Request:
Recast every line of the rows below as a JSON list of strings, with one string per line and any blank lines omitted.

[A run of rows]
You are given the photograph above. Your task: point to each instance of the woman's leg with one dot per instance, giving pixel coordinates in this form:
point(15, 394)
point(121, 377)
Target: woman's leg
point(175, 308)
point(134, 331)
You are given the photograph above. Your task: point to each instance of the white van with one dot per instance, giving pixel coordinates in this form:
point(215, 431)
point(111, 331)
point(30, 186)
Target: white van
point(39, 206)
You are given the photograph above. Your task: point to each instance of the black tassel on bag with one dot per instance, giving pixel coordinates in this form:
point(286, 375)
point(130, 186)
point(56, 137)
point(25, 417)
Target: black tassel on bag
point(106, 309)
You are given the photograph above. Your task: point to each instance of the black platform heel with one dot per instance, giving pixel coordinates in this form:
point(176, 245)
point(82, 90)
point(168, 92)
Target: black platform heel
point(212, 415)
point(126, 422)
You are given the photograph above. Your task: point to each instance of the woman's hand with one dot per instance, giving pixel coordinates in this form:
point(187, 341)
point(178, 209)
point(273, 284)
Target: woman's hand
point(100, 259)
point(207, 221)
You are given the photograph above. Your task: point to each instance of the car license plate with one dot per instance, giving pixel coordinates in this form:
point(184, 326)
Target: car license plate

Worked solution:
[
  "You are given the photograph above. Your task: point to each instance of the woman's leg with one dot per instance, giving pixel coordinates in this form:",
  "point(15, 394)",
  "point(121, 377)",
  "Target: woman's leg",
  "point(175, 308)",
  "point(134, 331)",
  "You are given the photograph above. Your task: point to each instance of the white van with one dot per instance, giving pixel coordinates in this form:",
  "point(215, 431)",
  "point(111, 331)",
  "point(30, 186)",
  "Target: white van",
  "point(39, 206)",
  "You are given the photograph above. Your task: point to each instance of the black tassel on bag with one dot per instance, giving pixel coordinates in this form:",
  "point(286, 375)",
  "point(130, 186)",
  "point(56, 137)",
  "point(25, 417)",
  "Target: black tassel on bag",
  "point(106, 309)",
  "You are given the photograph above. Your task: point to each instance of the black platform heel with one dot per instance, giving pixel coordinates in this form:",
  "point(176, 245)",
  "point(82, 90)",
  "point(168, 92)",
  "Target: black platform heel",
  "point(212, 415)",
  "point(126, 422)",
  "You are given the photograph above. Your task: point to each instance of the woman's hand with one dot per instance, giving pixel coordinates in this form:",
  "point(187, 341)",
  "point(178, 209)",
  "point(273, 284)",
  "Target: woman's hand",
  "point(100, 259)",
  "point(207, 221)",
  "You are given the photograph above. Your task: point to each instance of the car license plate with one dot per instance, giving pixel coordinates in this form:",
  "point(184, 326)",
  "Target: car license plate"
]